§ **Exercise**: Your answer must be the full set of entries, repeated exactly.

Saved data entries:
___
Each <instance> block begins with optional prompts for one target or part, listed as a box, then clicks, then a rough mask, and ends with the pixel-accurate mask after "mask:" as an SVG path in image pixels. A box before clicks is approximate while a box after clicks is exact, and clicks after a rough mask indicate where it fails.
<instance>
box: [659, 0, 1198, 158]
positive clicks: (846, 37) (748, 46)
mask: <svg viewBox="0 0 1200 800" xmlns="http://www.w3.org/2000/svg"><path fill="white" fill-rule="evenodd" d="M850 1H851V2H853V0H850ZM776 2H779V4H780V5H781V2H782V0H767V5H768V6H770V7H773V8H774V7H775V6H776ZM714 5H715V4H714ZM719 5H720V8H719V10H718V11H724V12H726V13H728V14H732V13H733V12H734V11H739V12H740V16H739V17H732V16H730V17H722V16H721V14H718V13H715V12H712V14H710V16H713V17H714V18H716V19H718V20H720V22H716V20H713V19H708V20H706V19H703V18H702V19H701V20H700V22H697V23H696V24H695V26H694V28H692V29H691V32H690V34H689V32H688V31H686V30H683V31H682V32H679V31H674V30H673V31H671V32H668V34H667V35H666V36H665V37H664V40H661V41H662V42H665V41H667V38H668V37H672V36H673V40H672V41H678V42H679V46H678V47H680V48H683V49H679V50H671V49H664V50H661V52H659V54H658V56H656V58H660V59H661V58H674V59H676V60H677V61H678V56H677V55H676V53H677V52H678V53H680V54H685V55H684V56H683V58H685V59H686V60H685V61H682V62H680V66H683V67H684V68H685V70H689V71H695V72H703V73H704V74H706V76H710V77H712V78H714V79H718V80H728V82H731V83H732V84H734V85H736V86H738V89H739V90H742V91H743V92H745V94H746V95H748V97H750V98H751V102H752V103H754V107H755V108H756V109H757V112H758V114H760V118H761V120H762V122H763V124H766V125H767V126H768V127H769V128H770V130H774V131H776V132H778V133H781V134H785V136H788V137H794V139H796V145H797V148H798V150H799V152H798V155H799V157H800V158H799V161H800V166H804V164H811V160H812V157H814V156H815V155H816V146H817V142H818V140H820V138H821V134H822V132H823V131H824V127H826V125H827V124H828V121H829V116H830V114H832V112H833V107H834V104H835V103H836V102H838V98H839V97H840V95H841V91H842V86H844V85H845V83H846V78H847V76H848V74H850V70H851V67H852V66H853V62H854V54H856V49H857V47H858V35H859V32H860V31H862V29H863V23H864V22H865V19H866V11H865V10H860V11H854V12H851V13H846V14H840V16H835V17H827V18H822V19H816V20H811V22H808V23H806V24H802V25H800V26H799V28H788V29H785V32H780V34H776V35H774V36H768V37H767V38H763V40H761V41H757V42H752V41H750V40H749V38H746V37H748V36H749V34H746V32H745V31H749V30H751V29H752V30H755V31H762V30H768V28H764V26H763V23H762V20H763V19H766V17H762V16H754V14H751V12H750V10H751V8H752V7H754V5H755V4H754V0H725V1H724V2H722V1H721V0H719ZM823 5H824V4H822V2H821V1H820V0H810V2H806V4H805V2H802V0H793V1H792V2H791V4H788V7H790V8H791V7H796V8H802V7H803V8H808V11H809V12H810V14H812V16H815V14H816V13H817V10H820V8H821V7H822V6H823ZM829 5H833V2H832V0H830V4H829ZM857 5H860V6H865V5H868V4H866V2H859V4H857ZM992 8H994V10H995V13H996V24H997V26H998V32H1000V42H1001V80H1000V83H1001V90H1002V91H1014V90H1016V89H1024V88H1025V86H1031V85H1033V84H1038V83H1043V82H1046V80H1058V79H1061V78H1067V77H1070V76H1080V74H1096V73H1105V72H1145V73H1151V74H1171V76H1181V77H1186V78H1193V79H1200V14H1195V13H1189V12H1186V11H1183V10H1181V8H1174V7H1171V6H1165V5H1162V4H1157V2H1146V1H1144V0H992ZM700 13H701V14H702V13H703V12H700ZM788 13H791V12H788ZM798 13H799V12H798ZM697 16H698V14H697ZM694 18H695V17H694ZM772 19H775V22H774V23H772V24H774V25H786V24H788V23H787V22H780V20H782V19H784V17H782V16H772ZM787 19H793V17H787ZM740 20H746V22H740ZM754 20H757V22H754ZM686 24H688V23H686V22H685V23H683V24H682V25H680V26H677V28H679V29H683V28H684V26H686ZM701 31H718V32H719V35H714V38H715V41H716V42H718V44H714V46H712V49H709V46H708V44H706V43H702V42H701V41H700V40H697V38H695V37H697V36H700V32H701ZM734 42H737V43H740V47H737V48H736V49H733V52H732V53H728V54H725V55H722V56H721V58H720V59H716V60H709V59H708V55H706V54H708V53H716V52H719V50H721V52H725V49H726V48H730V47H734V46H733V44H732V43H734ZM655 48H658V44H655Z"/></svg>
___
§ **Task result**:
Each <instance> block begins with optional prompts for one target or part, listed as a box, then clicks, then a rough mask, and ends with the pixel-accurate mask after "mask:" as an SVG path in image pixels. A box before clicks is approximate while a box after clicks is exact, and clicks after a rough mask indicate where it fails.
<instance>
box: [659, 0, 1198, 158]
positive clicks: (846, 37) (748, 46)
mask: <svg viewBox="0 0 1200 800" xmlns="http://www.w3.org/2000/svg"><path fill="white" fill-rule="evenodd" d="M850 1H851V2H853V0H850ZM776 2H779V4H780V5H781V2H782V0H767V5H768V6H770V7H773V8H774V7H775V6H776ZM714 5H715V4H714ZM719 5H720V8H719V10H718V11H724V12H726V13H728V14H732V13H733V12H734V11H739V12H740V16H739V17H732V16H730V17H722V16H721V14H718V13H715V12H712V14H710V16H713V17H714V18H716V19H718V20H720V22H716V20H713V19H708V20H706V19H703V18H702V19H701V20H700V22H697V23H696V24H695V26H694V28H692V29H691V32H690V34H689V32H688V31H686V30H683V31H682V32H679V31H674V30H673V31H671V32H668V34H667V35H666V36H665V37H664V40H661V41H662V42H665V41H667V38H668V37H672V36H673V40H672V41H678V42H679V46H678V47H680V48H683V49H679V50H671V49H664V50H661V52H659V54H658V56H656V58H660V59H661V58H674V59H676V60H677V61H678V56H677V55H676V53H677V52H678V53H680V54H685V55H684V56H683V58H685V59H686V60H685V61H682V62H680V66H683V67H684V68H685V70H689V71H695V72H703V73H704V74H706V76H710V77H712V78H714V79H718V80H728V82H731V83H732V84H734V85H736V86H738V89H739V90H742V91H743V92H745V94H746V95H748V97H750V98H751V102H752V103H754V107H755V108H756V109H757V112H758V114H760V118H761V120H762V122H763V124H766V125H767V126H768V127H769V128H770V130H774V131H776V132H778V133H781V134H785V136H788V137H794V139H796V145H797V148H798V150H799V152H798V155H799V157H800V158H799V161H800V166H804V164H811V160H812V157H814V156H815V155H816V146H817V142H818V140H820V138H821V134H822V132H823V131H824V127H826V125H827V124H828V121H829V116H830V114H832V112H833V107H834V104H835V103H836V102H838V98H839V97H840V95H841V91H842V86H844V85H845V83H846V78H847V76H848V74H850V70H851V67H852V66H853V62H854V54H856V49H857V47H858V35H859V32H860V31H862V29H863V23H864V22H865V19H866V11H865V10H860V11H854V12H851V13H846V14H840V16H835V17H827V18H822V19H816V20H811V22H808V23H806V24H802V25H800V26H799V28H788V29H785V32H780V34H776V35H774V36H768V37H767V38H763V40H761V41H757V42H752V41H750V40H749V38H746V37H748V36H749V34H746V32H745V31H749V30H751V29H752V30H755V31H762V30H768V28H764V26H763V23H762V20H763V19H766V17H762V16H754V14H751V12H750V10H751V8H752V7H754V5H755V4H754V0H725V1H724V2H722V1H721V0H719ZM823 5H824V4H822V2H821V1H820V0H810V2H806V4H805V2H802V0H793V1H792V2H791V4H788V7H790V8H791V7H796V8H802V7H803V8H808V11H809V12H810V14H812V16H815V14H816V13H817V10H820V8H821V7H822V6H823ZM829 5H833V2H832V0H830V4H829ZM857 5H860V6H865V5H868V4H866V2H859V4H857ZM992 8H994V10H995V13H996V24H997V26H998V32H1000V42H1001V80H1000V83H1001V90H1002V91H1014V90H1016V89H1024V88H1025V86H1031V85H1033V84H1038V83H1043V82H1046V80H1058V79H1061V78H1067V77H1070V76H1080V74H1096V73H1105V72H1145V73H1151V74H1171V76H1181V77H1186V78H1193V79H1200V14H1195V13H1189V12H1186V11H1183V10H1181V8H1174V7H1171V6H1165V5H1162V4H1157V2H1146V1H1144V0H992ZM700 13H701V14H702V13H703V12H700ZM788 13H791V12H788ZM798 13H799V12H798ZM697 16H698V14H697ZM694 18H695V17H694ZM772 19H775V22H774V23H772V24H774V25H786V24H788V23H787V22H780V20H782V19H784V17H782V16H772ZM787 19H793V17H787ZM740 20H746V22H740ZM754 20H757V22H754ZM686 24H688V23H686V22H685V23H683V24H682V25H680V26H677V28H679V29H683V28H684V26H686ZM701 31H718V32H719V35H714V38H715V41H716V42H718V44H714V46H712V49H709V46H708V44H706V43H702V42H701V41H700V40H697V38H695V37H697V36H700V32H701ZM734 42H737V43H740V47H737V48H736V49H733V52H732V53H728V54H725V55H722V56H721V58H720V59H716V60H709V59H708V55H706V54H708V53H716V52H719V50H721V52H725V49H726V48H730V47H734V46H733V44H732V43H734ZM655 48H658V44H655Z"/></svg>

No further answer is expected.